Records from a data collection

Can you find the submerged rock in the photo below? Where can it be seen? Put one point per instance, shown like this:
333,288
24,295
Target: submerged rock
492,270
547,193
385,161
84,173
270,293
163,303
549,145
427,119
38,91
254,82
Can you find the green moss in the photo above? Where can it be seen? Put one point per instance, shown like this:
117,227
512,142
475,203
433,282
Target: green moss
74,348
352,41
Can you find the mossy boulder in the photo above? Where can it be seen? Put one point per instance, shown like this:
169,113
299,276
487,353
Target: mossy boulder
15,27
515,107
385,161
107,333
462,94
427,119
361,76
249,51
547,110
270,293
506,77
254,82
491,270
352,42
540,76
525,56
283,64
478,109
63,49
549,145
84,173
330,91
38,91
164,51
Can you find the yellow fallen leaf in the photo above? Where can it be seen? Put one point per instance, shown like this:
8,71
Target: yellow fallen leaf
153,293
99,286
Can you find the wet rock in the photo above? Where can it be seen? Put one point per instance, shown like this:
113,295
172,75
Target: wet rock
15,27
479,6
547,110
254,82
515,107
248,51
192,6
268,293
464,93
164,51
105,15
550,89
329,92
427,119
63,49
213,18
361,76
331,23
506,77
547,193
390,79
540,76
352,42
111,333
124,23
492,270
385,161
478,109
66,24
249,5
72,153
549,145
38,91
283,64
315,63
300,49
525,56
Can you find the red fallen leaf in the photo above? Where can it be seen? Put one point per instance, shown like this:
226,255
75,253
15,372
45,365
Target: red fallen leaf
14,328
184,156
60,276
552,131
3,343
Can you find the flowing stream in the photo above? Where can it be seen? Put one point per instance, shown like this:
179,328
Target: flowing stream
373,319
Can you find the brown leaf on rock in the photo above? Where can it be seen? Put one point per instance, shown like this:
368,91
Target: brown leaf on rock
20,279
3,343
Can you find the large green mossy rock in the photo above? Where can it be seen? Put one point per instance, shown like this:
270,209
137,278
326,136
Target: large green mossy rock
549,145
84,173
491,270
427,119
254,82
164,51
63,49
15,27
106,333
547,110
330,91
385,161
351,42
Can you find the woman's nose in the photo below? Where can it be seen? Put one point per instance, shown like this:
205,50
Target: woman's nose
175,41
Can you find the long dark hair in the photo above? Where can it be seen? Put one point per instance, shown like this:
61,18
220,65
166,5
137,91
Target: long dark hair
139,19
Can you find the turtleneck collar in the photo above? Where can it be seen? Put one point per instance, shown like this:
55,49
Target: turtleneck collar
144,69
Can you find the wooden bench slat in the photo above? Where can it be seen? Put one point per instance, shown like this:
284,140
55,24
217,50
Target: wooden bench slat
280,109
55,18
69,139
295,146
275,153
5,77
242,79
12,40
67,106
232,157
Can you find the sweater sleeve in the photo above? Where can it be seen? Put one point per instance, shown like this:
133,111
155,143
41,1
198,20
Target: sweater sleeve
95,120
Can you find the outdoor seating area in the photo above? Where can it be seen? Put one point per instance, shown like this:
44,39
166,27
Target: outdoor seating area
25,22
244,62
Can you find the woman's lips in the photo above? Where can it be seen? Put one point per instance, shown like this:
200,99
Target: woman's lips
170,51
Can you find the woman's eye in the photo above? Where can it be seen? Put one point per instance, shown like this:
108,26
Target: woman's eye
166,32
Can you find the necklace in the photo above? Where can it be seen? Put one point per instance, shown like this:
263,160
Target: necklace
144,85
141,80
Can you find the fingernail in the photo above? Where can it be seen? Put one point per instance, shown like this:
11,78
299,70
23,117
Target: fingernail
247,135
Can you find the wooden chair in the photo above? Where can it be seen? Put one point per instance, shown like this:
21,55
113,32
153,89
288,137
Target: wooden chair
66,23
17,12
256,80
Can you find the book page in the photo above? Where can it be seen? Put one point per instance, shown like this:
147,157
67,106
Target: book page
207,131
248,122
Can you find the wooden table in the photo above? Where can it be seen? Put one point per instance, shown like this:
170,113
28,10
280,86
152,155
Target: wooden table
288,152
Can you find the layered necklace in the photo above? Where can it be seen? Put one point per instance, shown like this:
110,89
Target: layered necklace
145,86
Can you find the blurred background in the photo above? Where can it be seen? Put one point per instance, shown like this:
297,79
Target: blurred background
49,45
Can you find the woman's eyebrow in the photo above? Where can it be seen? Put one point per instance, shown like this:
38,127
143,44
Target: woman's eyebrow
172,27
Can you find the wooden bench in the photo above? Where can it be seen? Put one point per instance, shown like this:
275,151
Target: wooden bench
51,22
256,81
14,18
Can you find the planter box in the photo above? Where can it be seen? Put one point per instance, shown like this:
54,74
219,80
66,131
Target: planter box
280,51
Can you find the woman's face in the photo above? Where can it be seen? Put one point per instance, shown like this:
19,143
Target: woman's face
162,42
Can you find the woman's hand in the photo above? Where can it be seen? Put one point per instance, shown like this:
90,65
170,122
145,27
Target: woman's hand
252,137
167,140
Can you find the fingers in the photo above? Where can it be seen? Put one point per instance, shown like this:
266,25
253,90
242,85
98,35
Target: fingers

### TASK STATEMENT
Type out the entries again, word for word.

### RESPONSE TO THE TASK
Can you find the submerged rock in the photo below? Where can it be seen? Put one point per instance, shown like this:
333,288
24,295
Target: submerged rock
492,270
547,193
385,161
84,173
270,293
163,303
549,145
427,119
38,91
254,82
Can you find the green moss in the photo above? Where can it be seen? Put one point per instance, shown like this:
117,227
512,142
475,203
433,282
Target: green moss
74,348
352,41
Can you find the mossy boulder in the photo above? Where can it be seen? Put one point per instance, shown like this:
169,113
299,276
487,353
Target: mossy boulder
15,27
515,107
385,161
107,333
462,94
427,119
361,76
249,51
547,110
270,293
506,77
254,82
491,270
352,42
540,76
525,56
283,64
478,109
63,49
549,145
84,173
330,91
38,91
164,51
Can you find the yellow fallen leaf in the photo above? Where can it be seen? Put one point per instance, shown like this:
8,71
Target: yellow fallen leaf
153,293
99,286
Can you find the wet rock in the photo above? Where can it be seen? Put one point per instance, shown like this:
113,295
172,75
Target: wet rock
15,27
479,6
547,110
254,82
515,107
248,51
192,6
268,293
464,93
164,51
105,15
550,89
329,92
427,119
63,49
213,18
361,76
331,23
506,77
547,193
390,79
540,76
352,42
111,333
124,23
492,270
385,161
478,109
66,24
249,5
72,153
549,145
38,91
283,64
315,63
300,49
525,56
Can you find the red fallen leaf in the photo above? Where can it be seen? Put one point per instance, shown like this:
226,255
75,253
15,372
45,365
Target: red fallen leaf
14,328
184,156
60,276
552,131
3,343
Can you find the flowing stream in the photo above? Where can it be seen? Put one point per instance, shown like this:
179,328
Target: flowing stream
373,319
Can you find the brown leaf on rock in the photo above? Where can it be seen? Put one point per instance, shown like this:
368,91
Target: brown leaf on rock
20,279
3,343
Can you find the large green mossy rock in the photo above? Where can it be seen? Put one point per instance, shown like this:
270,209
137,278
326,136
Target: large green mossy rock
549,145
84,173
491,270
427,119
254,82
164,51
63,49
15,27
106,333
547,110
330,91
385,161
351,42
Can you find the woman's nose in the photo below? Where can it be seen? Put one point per instance, shown like this:
205,50
Target: woman's nose
175,41
Can you find the long dark hair in the photo above? Where can it be seen? Put one point per instance, shown like this:
61,18
220,65
166,5
137,91
Target: long dark hair
139,19
Can you find the turtleneck collar in the photo above? Where can it be seen? Put one point per instance, shown like this:
55,49
Target: turtleneck collar
144,69
Can you find the wooden bench slat in the photo above? Where can it be seen? Put one point per instance, shown like this:
284,140
55,24
217,50
Target: wooden bench slat
280,109
55,18
69,139
295,146
275,153
5,77
242,79
12,40
67,106
232,157
Can you find the sweater sleeve in the photo above? Where can it be seen? Put one point per instance, shown like this:
133,111
155,143
41,1
198,20
Target: sweater sleeve
95,120
Can you find the outdoor seating area in the photo above? Where can it be seen? Put one point per instance, shown like this:
44,39
166,27
Target: outdoor seating area
25,22
244,62
Can you find the woman's lips in the photo above? Where can it be seen? Put one point per instance, shown like this:
200,99
Target: woman's lips
170,51
Can you find the woman's eye in the photo above? Where can it be seen? Put one point per instance, shown like this:
108,26
Target: woman's eye
166,32
Can you find the necklace in the photo above? Where can it be seen? Put one point per instance, shown like this:
263,160
Target: necklace
144,85
141,80
Can you find the fingernail in the photo above? Where can it be seen? Put one point per instance, shown like this:
11,78
299,70
23,117
Target: fingernail
247,135
Can you find the wooden chair in the photo above? Where can it be seen? Put one point per instance, shown like this:
21,55
113,32
153,89
288,137
Target: wooden chair
66,23
17,12
256,80
Can you find the book page in the photo above? Where can it be seen? Put one point per instance, shown like this:
147,157
67,106
Target: book page
207,131
248,122
Can you find the wooden table in the photo above? Where can it be seen? Put one point per instance, shown like this:
170,113
28,10
280,86
152,155
Target: wooden table
288,152
Can you find the layered necklace in the photo above? Where can it be seen? Put one point per instance, shown like this:
110,89
Target: layered necklace
145,86
Can you find the blurred background in the photo above? Where can it be seen? Put one point per instance, shown like this:
297,79
Target: blurred background
49,45
Can you find the woman's eyebrow in the photo above? Where can it be seen? Put one point per instance, shown like this:
38,127
143,44
Target: woman's eyebrow
172,27
Can you find the wooden bench in the photo above? Where can it be seen? Put one point per instance, shown like this:
275,151
Target: wooden bench
51,22
256,81
14,18
Can you find the planter box in the photo above? Where can it be seen? Put one point per instance, shown like this:
54,74
219,80
66,131
Target: planter box
280,51
Can you find the woman's face in the photo above? Where can it be seen? Put one point per instance, shown like this:
19,143
Target: woman's face
162,42
Can you find the woman's hand in the photo above? Where can it be seen? Put one point per instance, shown like this:
90,65
170,122
145,27
Target: woman's hand
252,137
167,140
Can you find the fingers in the photo above? Where can it be seen? Put one point per instance, shown like this:
266,25
253,90
242,85
98,35
Target: fingers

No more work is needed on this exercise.